[Start of section]

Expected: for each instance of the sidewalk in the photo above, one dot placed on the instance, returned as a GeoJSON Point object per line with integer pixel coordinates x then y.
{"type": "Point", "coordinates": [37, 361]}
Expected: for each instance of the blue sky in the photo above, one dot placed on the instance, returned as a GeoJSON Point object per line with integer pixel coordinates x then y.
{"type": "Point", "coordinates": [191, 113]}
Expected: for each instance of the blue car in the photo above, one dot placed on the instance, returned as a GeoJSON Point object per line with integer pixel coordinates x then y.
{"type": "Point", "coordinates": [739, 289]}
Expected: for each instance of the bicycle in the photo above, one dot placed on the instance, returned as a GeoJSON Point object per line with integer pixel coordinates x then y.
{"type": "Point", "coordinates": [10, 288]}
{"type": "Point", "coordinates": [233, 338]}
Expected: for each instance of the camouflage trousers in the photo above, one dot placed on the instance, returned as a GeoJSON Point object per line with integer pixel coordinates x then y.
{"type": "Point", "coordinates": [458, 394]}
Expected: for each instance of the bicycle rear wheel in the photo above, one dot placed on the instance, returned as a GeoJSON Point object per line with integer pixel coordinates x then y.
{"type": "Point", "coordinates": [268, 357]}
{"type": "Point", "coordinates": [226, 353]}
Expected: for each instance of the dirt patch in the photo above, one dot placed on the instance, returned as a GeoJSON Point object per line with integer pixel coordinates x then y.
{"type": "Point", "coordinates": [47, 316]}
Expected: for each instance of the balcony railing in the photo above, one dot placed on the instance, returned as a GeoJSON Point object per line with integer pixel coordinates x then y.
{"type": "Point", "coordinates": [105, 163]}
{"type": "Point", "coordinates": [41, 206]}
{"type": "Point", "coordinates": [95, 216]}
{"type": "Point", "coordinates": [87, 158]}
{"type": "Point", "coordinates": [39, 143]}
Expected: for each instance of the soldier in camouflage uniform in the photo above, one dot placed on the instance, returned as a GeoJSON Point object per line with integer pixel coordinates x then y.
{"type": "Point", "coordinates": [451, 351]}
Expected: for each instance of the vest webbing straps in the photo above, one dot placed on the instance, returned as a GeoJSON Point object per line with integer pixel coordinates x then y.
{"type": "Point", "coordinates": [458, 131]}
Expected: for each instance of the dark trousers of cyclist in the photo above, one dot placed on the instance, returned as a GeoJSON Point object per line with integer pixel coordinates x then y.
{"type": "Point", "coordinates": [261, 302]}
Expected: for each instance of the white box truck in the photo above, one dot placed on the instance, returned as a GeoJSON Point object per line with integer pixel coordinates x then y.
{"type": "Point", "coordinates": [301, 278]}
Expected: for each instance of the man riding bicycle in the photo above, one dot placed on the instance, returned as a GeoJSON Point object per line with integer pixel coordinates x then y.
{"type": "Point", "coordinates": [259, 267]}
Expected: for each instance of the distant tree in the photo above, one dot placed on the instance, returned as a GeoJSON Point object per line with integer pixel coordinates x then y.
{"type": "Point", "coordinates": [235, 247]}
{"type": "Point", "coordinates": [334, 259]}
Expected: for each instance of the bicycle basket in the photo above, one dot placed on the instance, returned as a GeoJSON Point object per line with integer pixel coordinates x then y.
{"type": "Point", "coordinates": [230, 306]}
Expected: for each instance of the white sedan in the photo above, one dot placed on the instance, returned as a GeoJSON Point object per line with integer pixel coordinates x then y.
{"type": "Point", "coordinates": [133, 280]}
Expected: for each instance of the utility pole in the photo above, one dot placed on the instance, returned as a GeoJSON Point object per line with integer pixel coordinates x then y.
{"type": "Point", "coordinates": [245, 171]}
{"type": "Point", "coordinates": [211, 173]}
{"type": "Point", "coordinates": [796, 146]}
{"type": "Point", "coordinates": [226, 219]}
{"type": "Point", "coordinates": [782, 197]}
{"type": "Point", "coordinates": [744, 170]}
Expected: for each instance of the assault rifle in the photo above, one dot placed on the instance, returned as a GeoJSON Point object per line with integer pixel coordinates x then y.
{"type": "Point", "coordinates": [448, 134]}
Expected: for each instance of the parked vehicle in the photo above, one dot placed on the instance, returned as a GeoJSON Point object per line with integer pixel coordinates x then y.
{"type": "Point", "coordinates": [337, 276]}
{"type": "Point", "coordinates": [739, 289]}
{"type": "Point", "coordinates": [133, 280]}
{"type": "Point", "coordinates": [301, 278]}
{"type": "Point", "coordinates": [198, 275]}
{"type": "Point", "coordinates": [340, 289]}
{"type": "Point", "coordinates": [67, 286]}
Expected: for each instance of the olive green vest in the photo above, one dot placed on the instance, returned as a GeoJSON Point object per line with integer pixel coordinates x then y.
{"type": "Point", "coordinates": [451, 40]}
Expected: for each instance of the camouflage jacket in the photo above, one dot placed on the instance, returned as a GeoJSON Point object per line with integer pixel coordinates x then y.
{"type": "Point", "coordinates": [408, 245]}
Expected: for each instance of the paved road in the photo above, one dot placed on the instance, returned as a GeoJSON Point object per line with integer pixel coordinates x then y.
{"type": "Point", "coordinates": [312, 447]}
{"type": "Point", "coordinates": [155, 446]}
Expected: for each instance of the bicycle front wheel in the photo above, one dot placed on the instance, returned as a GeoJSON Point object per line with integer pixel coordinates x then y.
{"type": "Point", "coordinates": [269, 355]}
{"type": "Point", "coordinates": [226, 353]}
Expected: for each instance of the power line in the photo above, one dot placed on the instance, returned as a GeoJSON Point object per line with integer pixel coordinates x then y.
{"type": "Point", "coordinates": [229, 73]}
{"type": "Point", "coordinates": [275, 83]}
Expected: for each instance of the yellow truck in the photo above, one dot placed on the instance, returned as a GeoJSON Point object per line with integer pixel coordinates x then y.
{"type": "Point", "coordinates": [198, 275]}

[End of section]

[WORK TO COMPLETE] Using the material above, retype every line without altering it.

[RESPONSE BELOW]
Expected: for each instance of the sidewalk in the photo above, one dot placed on the instance, returned as a GeoJSON Point object per line with integer pixel coordinates x then y.
{"type": "Point", "coordinates": [37, 361]}
Expected: for each instance of the blue sky in the photo above, one dot placed on the instance, returned as a GeoJSON Point object per line with integer pixel coordinates x then y.
{"type": "Point", "coordinates": [191, 113]}
Expected: for each instance of the blue car in the photo above, one dot placed on the instance, returned as a GeoJSON Point object per line with integer pixel coordinates x then y.
{"type": "Point", "coordinates": [739, 289]}
Expected: for each instance of the bicycle in the photo above, one dot placed on the instance, returned as a GeoJSON Point object per line with integer pixel coordinates x then y.
{"type": "Point", "coordinates": [10, 288]}
{"type": "Point", "coordinates": [233, 338]}
Expected: for each instance of the camouflage trousers in the photo above, one dot placed on the instance, returned as a GeoJSON Point object per line with integer pixel coordinates x then y.
{"type": "Point", "coordinates": [458, 394]}
Expected: for each instance of the bicycle rear wheel in the photo above, one dot placed on the instance, returned as a GeoJSON Point object per line with integer pixel coordinates x then y.
{"type": "Point", "coordinates": [268, 357]}
{"type": "Point", "coordinates": [226, 353]}
Expected: for each instance of the dirt patch in the photo above, one dot placed on the instance, returned as a GeoJSON Point object per line with integer pixel coordinates x then y.
{"type": "Point", "coordinates": [47, 316]}
Expected: for each instance of the balcony railing in the photo above, one dot placed on the instance, returned as a GeoJSON Point object per line with integer pixel coordinates x then y.
{"type": "Point", "coordinates": [105, 163]}
{"type": "Point", "coordinates": [41, 206]}
{"type": "Point", "coordinates": [95, 216]}
{"type": "Point", "coordinates": [87, 158]}
{"type": "Point", "coordinates": [39, 143]}
Expected: for each instance of the soldier in camouflage uniform in the photo above, one dot placed on the instance, returned as a GeoJSON Point object per line with integer pixel coordinates x then y.
{"type": "Point", "coordinates": [451, 351]}
Expected: for each instance of the vest webbing straps in the photo above, one dot placed on the instance, returned as a GeoJSON Point object per line with integer pixel coordinates x then y.
{"type": "Point", "coordinates": [458, 131]}
Expected: for each instance of the dark trousers of cyclist in the photo above, one dot placed on the instance, returned as a GeoJSON Point object per line with integer pixel coordinates x then y.
{"type": "Point", "coordinates": [261, 302]}
Expected: for each instance of the white box truck in the photo above, one dot placed on the instance, returned as a GeoJSON Point object per line with integer pixel coordinates x then y.
{"type": "Point", "coordinates": [301, 278]}
Expected: for each instance of the man riding bicycle in the photo above, one dot placed on the instance, returned as a GeoJSON Point object per line with integer pixel coordinates x then y.
{"type": "Point", "coordinates": [259, 267]}
Expected: for each instance of the distant tree in the photo above, one dot placed on the instance, returned as a GeoJSON Point object per line with integer pixel coordinates x then y.
{"type": "Point", "coordinates": [235, 247]}
{"type": "Point", "coordinates": [334, 259]}
Expected: for each instance of the bicycle basket in the photo above, one dot placed on the instance, returned as a GeoJSON Point object per line with integer pixel coordinates x then y.
{"type": "Point", "coordinates": [230, 306]}
Expected: for each instance of the white sedan in the photo above, one dot placed on the instance, returned as a GeoJSON Point object per line with integer pixel coordinates x then y.
{"type": "Point", "coordinates": [133, 280]}
Expected: for each instance of the utility pole in the photo above, one dot placed on the instance, returned as a GeoJSON Point object per line with integer pixel coordinates x then y.
{"type": "Point", "coordinates": [245, 171]}
{"type": "Point", "coordinates": [211, 173]}
{"type": "Point", "coordinates": [796, 146]}
{"type": "Point", "coordinates": [226, 219]}
{"type": "Point", "coordinates": [782, 197]}
{"type": "Point", "coordinates": [744, 170]}
Expected: for each instance of the assault rifle in the photo above, one dot placed on the instance, returned as a GeoJSON Point object per line with integer pixel coordinates x then y.
{"type": "Point", "coordinates": [448, 134]}
Expected: for each instance of the parked vehicle in the photo above, one dot placed on the instance, returned as a GeoJSON Point object per line with integer pixel coordinates x then y.
{"type": "Point", "coordinates": [337, 276]}
{"type": "Point", "coordinates": [739, 289]}
{"type": "Point", "coordinates": [133, 280]}
{"type": "Point", "coordinates": [301, 278]}
{"type": "Point", "coordinates": [198, 275]}
{"type": "Point", "coordinates": [340, 289]}
{"type": "Point", "coordinates": [67, 286]}
Expected: for each instance of the olive green vest in the photo above, one dot placed on the instance, returned as a GeoJSON Point object per line with integer pixel coordinates x then y.
{"type": "Point", "coordinates": [451, 40]}
Expected: for each instance of the camouflage jacket in the photo above, one dot placed on the instance, returned as a GeoJSON Point object per line with integer pixel coordinates x then y.
{"type": "Point", "coordinates": [408, 245]}
Expected: for each instance of the paved road in the photo above, one dot placed on the instance, returned as a GeoJSON Point object per line with integer pixel coordinates x then y.
{"type": "Point", "coordinates": [312, 447]}
{"type": "Point", "coordinates": [155, 446]}
Expected: for each instance of the bicycle front wheel in the photo above, one dot placed on the instance, returned as a GeoJSON Point object per line with integer pixel coordinates x then y.
{"type": "Point", "coordinates": [269, 355]}
{"type": "Point", "coordinates": [226, 353]}
Expected: for each instance of the power line in the photo above, one dot placed on the instance, returned as a GeoJSON Point object per line with integer pixel coordinates x then y.
{"type": "Point", "coordinates": [229, 73]}
{"type": "Point", "coordinates": [275, 83]}
Expected: for each instance of the yellow truck in the photo above, one dot placed on the instance, returned as a GeoJSON Point object per line with integer pixel coordinates x then y.
{"type": "Point", "coordinates": [198, 275]}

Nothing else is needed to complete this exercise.